**What this task involves:** Decide whether each statement below agrees with the text on SaaS and legacy marketing technology, answering yes or no and quoting the deciding words of the text. 1. The RFP process the author observed used new methods. 2. When a firm with a market position tries to update its legacy technology, the author looks to its competitors. 3. The MBA thinking kicks in before the firms reach critical mass.

**Given text:**
*** Begin section ***

I recently observed an RFP process that used the standard "old school" methods to replace some seriously outdated marketing systems. It was interesting to see in action the classic "definition of insanity" - expecting different results by doing the same thing over and over again. As Einstein once spun it, "we can not solve the significant problems we face today at the same level of thinking we were at when we created them".
One of the fundamental issues to consider in applying new technology, in a new market made up of "long tail" consumers, is the significant difference between software and SaaS (Software as a Service) technology.1 This means the hosted infrastructure, used by thousands of connected market participant companies vs. installed software and infrastructure behind a traditional firewall with traditional IT departments residing inside the classic corporate structure.
Today"s changing market is driven by the consumer. It is a market of economic expense based upon the cost of a company NOT deploying the solutions that will keep them from falling behind the communication curve with the consumer, rather than the actual cost of the solutions that they deploy. Whenever I see a firm that has a market position trying to "update" their legacy technology, I look to their competitors and see a wide open door to steal away customers and market share.
The firms that continue to try to quantify the cost of technology under the total cost of ownership model (TCO) don't realize the fundamental shift that technology is making in distribution. The irony is I see this happening in firms that have evolved because of innovation in technology in the first place. These firms hit critical mass and then the MBA thinking kicks in (like the MBA thinking I was fed before nearly anyone knew what the Internet was). They seek innovation in spreadsheet comparatives of TCO rather than focusing on the economic profit and costs of acquiring partnering with an SaaS company whose business model and mandate is to update, test and try to drive more business to their customers. In our case, unless we can figure a way to help our customer drive more transactions, our revenues go flat but if we push more business and more transactions through we pick up dimes and they pick up dollars. We both win. And so do today's picky, choosy consumers who expect dynamic thought along with the products they purchase.

*** End section ***

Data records
*** Begin section ***

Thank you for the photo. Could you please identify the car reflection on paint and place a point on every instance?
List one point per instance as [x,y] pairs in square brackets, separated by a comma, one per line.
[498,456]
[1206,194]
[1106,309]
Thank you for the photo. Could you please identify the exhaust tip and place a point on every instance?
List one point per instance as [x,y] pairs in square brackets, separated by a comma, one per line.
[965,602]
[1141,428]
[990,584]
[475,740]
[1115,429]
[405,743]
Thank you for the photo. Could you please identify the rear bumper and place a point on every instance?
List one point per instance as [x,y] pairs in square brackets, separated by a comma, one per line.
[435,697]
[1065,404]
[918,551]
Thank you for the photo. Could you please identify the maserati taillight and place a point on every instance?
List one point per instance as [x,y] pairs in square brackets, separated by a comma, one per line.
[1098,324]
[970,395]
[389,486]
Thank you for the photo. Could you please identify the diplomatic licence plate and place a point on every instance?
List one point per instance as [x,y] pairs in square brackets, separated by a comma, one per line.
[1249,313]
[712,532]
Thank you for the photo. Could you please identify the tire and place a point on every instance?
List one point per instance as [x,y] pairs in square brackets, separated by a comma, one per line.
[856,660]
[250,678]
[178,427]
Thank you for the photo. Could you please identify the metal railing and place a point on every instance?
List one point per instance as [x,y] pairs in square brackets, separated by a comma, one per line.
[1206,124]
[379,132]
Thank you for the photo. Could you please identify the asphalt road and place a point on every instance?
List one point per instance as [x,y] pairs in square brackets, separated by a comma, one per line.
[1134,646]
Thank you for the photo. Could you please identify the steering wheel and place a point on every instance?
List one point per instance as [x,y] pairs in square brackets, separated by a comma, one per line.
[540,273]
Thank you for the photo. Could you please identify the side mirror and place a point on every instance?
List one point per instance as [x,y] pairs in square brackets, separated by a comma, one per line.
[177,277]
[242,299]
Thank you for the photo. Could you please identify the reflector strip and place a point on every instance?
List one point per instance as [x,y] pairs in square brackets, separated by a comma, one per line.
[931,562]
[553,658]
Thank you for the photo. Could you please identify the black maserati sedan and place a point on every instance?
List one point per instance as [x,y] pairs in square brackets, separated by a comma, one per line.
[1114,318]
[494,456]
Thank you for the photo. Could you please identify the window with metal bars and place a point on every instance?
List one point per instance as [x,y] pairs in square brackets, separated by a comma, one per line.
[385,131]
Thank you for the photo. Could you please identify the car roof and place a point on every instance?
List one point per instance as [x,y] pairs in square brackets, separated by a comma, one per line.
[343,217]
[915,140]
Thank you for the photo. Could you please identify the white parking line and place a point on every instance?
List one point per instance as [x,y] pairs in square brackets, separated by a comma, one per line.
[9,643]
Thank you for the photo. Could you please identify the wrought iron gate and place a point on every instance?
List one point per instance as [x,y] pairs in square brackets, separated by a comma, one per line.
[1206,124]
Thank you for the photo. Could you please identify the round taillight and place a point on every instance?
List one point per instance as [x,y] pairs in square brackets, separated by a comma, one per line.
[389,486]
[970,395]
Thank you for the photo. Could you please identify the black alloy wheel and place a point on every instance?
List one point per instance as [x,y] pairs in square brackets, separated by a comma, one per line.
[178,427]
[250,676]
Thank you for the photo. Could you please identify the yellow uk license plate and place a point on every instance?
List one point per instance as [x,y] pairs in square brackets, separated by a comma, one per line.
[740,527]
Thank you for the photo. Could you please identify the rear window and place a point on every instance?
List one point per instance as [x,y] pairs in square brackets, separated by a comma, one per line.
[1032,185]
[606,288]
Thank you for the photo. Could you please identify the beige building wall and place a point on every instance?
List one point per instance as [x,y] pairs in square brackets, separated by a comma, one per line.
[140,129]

*** End section ***

**Finished exercise:**
1. No: "used the standard "old school" methods"
2. Yes: "I look to their competitors and see a wide open door to steal away customers and market share"
3. No: "These firms hit critical mass and then the MBA thinking kicks in"